Task description. Return each line from the rows below that contains the word "jacket".

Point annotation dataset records
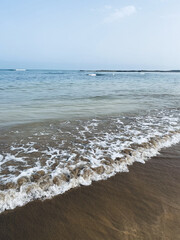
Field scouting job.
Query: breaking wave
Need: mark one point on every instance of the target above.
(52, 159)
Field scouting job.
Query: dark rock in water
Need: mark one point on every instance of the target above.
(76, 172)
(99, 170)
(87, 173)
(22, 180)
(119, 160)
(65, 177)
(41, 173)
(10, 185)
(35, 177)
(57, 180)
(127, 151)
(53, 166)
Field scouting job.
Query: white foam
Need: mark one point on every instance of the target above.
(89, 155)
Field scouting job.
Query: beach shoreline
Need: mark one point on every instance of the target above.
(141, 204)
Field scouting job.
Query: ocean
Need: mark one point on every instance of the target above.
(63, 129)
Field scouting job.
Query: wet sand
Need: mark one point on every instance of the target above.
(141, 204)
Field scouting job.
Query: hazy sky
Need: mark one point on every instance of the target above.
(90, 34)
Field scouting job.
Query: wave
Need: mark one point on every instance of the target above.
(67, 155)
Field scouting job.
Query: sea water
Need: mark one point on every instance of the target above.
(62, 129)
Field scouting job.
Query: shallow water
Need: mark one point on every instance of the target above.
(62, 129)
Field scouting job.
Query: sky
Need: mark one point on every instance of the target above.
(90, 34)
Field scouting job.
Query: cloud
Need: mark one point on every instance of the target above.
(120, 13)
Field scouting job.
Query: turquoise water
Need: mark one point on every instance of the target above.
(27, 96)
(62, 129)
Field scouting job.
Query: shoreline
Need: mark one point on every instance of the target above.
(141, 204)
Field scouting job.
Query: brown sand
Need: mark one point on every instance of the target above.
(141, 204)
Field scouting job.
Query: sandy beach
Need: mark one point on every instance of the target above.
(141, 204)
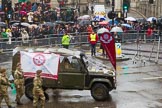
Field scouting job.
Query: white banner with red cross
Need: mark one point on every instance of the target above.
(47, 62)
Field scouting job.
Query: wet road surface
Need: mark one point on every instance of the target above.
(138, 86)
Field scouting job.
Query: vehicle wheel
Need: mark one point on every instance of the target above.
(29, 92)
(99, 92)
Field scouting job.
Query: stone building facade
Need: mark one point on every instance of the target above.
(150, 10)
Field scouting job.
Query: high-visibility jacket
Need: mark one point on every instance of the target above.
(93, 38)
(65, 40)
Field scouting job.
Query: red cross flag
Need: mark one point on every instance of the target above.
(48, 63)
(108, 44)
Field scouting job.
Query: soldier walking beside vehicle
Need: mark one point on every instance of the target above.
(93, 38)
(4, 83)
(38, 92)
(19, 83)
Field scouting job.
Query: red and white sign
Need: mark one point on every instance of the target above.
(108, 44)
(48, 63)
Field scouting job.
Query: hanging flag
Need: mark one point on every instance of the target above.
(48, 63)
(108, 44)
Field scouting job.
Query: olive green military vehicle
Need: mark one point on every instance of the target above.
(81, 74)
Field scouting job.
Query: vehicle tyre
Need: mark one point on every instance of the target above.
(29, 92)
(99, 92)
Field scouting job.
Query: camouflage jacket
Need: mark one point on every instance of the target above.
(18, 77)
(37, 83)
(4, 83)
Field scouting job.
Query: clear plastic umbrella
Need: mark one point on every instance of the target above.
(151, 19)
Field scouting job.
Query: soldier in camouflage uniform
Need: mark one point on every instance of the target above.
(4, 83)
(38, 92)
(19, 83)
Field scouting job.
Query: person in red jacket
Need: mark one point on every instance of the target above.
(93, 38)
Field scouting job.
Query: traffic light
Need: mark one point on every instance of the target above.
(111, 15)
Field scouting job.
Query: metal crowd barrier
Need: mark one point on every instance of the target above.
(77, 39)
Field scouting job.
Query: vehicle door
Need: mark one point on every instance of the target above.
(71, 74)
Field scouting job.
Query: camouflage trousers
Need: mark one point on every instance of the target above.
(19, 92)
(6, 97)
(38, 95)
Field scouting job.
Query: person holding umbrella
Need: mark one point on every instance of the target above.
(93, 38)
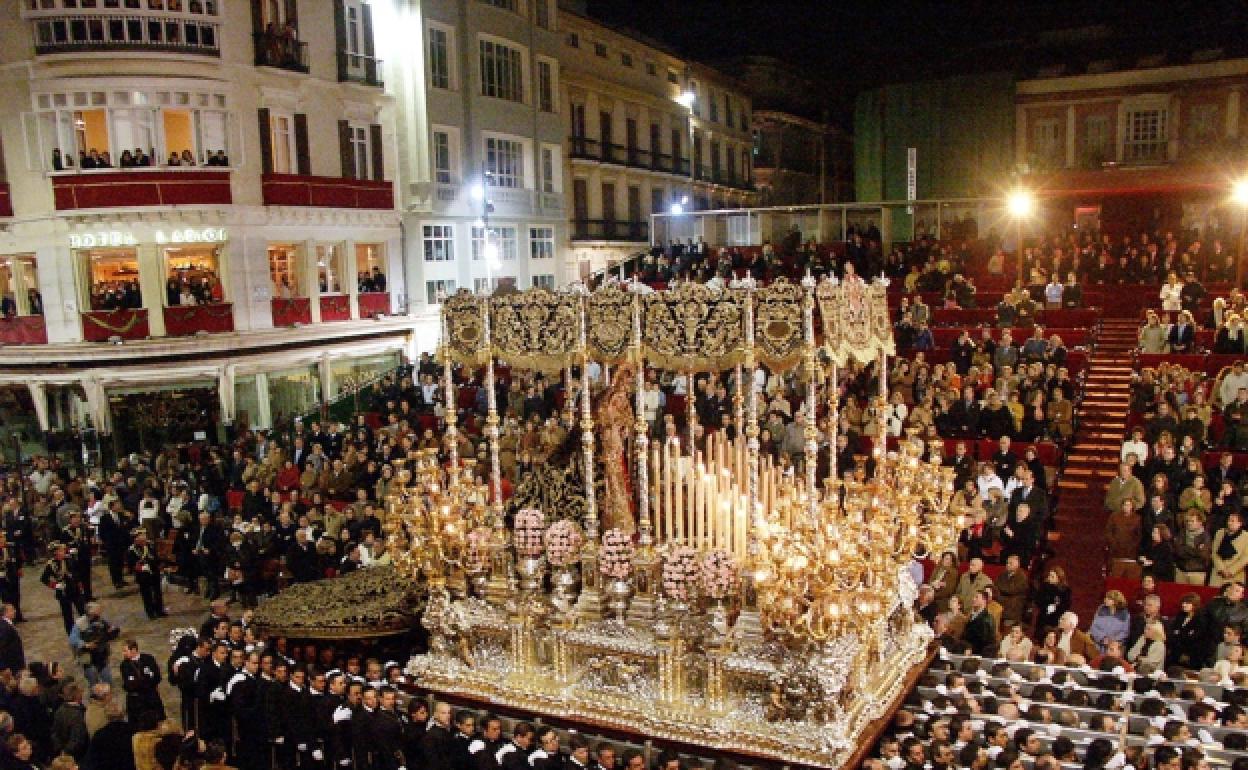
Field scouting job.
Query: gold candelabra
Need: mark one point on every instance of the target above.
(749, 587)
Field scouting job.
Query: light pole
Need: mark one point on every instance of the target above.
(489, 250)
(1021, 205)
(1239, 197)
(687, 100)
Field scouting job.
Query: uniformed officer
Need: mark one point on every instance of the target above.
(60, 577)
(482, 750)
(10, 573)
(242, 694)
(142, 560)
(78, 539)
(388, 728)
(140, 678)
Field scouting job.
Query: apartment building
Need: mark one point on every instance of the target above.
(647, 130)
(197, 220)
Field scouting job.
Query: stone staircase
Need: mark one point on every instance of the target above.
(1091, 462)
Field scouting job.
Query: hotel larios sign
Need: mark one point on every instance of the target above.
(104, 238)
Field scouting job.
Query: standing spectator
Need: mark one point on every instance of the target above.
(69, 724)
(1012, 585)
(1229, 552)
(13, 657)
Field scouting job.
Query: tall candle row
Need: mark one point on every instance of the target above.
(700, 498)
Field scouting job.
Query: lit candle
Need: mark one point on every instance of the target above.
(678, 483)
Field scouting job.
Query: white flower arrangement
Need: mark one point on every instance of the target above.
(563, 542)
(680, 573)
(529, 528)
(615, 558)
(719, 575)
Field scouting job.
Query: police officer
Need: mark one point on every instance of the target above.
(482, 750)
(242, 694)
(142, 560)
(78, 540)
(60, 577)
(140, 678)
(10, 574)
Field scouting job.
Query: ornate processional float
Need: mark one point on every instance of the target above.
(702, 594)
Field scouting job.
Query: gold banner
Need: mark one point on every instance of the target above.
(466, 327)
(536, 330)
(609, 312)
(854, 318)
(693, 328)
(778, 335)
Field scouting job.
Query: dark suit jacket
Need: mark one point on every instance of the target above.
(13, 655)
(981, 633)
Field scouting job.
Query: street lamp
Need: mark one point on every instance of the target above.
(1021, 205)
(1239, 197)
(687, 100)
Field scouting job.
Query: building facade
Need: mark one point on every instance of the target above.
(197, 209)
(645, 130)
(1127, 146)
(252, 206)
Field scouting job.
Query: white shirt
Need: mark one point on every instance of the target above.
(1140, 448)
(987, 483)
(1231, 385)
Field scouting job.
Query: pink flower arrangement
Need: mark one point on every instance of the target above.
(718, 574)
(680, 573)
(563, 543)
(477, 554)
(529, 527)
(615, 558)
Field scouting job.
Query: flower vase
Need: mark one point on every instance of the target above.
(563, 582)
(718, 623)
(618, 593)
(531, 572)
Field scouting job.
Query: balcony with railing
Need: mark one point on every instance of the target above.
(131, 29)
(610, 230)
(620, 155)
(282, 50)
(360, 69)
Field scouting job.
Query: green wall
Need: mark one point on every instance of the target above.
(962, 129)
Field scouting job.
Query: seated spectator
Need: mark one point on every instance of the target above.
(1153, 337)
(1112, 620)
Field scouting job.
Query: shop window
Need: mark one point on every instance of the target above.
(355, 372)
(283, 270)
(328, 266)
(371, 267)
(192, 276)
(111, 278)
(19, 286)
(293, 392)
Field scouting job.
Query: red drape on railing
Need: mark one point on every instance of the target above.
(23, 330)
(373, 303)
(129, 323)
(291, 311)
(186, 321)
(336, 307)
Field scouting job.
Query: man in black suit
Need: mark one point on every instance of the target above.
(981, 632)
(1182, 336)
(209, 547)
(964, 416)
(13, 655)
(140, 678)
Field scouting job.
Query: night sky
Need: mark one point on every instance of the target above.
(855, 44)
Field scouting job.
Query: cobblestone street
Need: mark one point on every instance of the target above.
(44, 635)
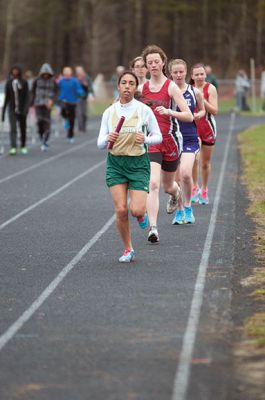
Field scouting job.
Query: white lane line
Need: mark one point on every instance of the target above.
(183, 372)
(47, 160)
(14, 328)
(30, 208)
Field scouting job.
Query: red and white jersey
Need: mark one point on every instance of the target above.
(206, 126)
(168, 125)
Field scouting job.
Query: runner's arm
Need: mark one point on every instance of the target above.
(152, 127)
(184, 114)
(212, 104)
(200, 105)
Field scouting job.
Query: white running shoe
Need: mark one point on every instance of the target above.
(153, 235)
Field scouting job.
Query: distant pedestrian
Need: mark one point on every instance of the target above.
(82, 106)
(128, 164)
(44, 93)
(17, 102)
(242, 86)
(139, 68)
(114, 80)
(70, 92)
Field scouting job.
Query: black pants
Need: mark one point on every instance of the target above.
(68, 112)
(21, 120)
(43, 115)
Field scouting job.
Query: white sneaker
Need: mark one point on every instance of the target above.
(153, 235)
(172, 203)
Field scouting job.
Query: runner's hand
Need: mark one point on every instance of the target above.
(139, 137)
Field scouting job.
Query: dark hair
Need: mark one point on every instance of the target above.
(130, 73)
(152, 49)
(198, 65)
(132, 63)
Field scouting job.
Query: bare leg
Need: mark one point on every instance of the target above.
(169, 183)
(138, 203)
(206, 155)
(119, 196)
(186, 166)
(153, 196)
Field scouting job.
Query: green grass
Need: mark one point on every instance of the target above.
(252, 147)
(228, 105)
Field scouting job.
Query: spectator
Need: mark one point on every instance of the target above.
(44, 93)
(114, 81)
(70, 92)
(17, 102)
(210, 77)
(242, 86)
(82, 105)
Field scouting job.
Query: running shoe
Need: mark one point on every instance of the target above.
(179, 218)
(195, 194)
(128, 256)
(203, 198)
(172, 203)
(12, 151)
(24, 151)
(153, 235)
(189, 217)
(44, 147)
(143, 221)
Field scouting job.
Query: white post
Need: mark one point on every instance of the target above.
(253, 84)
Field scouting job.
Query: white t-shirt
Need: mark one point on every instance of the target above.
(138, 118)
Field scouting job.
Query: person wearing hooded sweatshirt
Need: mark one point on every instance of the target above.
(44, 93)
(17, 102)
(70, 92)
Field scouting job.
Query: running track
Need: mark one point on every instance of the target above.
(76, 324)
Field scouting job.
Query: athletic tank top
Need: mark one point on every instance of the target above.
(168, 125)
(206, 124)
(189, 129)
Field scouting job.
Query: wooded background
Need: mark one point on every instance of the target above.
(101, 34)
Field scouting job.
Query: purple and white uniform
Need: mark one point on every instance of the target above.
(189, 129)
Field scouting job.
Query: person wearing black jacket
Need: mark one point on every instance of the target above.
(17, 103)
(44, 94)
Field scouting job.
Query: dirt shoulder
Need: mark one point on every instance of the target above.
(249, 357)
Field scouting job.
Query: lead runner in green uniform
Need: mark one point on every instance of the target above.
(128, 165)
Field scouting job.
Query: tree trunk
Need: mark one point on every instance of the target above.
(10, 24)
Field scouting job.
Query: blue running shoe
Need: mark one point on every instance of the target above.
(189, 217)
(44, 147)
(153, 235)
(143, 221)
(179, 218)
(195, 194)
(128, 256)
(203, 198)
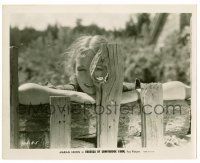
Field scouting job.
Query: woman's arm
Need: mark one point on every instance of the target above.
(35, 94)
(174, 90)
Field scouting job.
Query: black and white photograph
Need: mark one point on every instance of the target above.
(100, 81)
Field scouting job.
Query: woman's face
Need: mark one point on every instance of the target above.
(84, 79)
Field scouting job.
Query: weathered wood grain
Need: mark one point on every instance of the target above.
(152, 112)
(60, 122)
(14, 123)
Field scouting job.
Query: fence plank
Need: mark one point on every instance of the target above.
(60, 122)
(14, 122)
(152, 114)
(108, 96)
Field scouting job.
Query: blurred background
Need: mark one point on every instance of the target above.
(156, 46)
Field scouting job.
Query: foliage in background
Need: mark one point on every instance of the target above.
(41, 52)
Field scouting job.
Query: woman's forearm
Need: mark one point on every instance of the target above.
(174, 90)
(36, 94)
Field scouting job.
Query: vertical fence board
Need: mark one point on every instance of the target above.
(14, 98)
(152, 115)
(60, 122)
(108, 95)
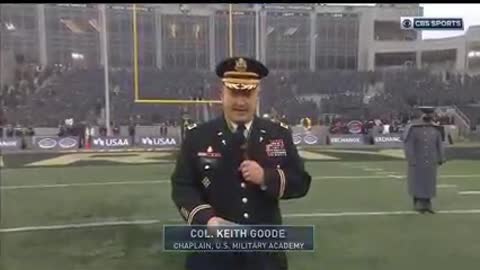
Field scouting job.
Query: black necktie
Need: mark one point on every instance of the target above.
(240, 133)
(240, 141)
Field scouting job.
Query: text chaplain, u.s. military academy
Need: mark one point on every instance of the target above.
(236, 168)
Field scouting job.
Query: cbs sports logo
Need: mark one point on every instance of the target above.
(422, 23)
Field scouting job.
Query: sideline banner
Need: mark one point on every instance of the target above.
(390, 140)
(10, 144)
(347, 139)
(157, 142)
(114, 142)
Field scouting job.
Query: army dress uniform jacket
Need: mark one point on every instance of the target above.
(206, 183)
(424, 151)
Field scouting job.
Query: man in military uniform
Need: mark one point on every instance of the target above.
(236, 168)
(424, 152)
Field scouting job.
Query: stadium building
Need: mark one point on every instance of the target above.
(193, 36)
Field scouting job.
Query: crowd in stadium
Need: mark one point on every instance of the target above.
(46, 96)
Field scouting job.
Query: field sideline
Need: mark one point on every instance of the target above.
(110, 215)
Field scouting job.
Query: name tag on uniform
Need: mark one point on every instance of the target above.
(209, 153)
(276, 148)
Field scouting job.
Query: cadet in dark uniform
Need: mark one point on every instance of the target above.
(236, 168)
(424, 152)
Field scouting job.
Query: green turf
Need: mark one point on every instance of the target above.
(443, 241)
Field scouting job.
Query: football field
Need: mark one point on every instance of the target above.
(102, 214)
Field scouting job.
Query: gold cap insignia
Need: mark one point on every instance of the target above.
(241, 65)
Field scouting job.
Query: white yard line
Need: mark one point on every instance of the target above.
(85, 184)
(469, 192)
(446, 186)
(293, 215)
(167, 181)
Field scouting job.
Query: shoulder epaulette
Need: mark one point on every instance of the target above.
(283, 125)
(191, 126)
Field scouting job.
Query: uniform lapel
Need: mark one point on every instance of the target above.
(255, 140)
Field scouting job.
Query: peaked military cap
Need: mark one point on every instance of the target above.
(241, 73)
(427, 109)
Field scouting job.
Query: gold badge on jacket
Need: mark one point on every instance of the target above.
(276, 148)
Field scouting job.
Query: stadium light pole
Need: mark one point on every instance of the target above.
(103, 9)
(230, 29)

Exercise response.
Query: high-visibility jacket
Query: camouflage jacket
Query: person in red jacket
Query: dark suit jacket
Query: person wearing black jacket
Query: army dress uniform jacket
Query: gold badge on jacket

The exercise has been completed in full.